- [TEXT SHOWN]
+===+
On Mon, Oct 18, 2010 at 10:09 AM, Boxuan Zhai <bxzhai2...@gmail.com> wrote:
>
>
> On Mon, Oct 18, 2010 at 9:54 PM, Robert Haas <robertmh...@gmail.com> wrote:
>>
>> I think that MERGE is supposed to trigger one rule for each row in the
>> source data.  So:
>>
>> On Sun, Oct 17, 2010 at 8:20 PM, Greg Smith <g...@2ndquadrant.com> wrote:
>> > MERGE INTO Stock t
>> >  USING (SELECT * FROM Stock WHERE item_id=10) AS s
>> >  ON s.item_id=t.item_id
>> >  WHEN MATCHED THEN UPDATE SET balance=s.balance + 1
>> >  WHEN NOT MATCHED THEN INSERT VALUES (10,1)
>> >  ;
>> >
>> > This works fine, and updates the matching row:
>> >
>> > item_id | balance
>> > ---------+---------
>> >     20 |    1900
>> >     10 |    2201
>>
>> Here you have one row of source data, and you got one action (the WHEN
>> MATCHED case).
+===+
- [GIVEN MATERIAL]
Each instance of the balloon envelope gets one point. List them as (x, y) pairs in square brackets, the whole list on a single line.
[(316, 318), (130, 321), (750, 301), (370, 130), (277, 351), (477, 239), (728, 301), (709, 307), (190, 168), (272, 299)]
+===+
- [WRITTEN TASKS]
(a) Transcribe the passage of the MERGE email from "On Mon, Oct 18, 2010 at 10:09" up to and including "INSERT VALUES (10,1)".
(b) In the MERGE email, how many actions resulted from the one row of source data, and which case was it?

- [FINAL RESULTS]
(a)
On Mon, Oct 18, 2010 at 10:09 AM, Boxuan Zhai <bxzhai2...@gmail.com> wrote:
>
>
> On Mon, Oct 18, 2010 at 9:54 PM, Robert Haas <robertmh...@gmail.com> wrote:
>>
>> I think that MERGE is supposed to trigger one rule for each row in the
>> source data.  So:
>>
>> On Sun, Oct 17, 2010 at 8:20 PM, Greg Smith <g...@2ndquadrant.com> wrote:
>> > MERGE INTO Stock t
>> >  USING (SELECT * FROM Stock WHERE item_id=10) AS s
>> >  ON s.item_id=t.item_id
>> >  WHEN MATCHED THEN UPDATE SET balance=s.balance + 1
>> >  WHEN NOT MATCHED THEN INSERT VALUES (10,1)

(b) One action, the WHEN MATCHED case.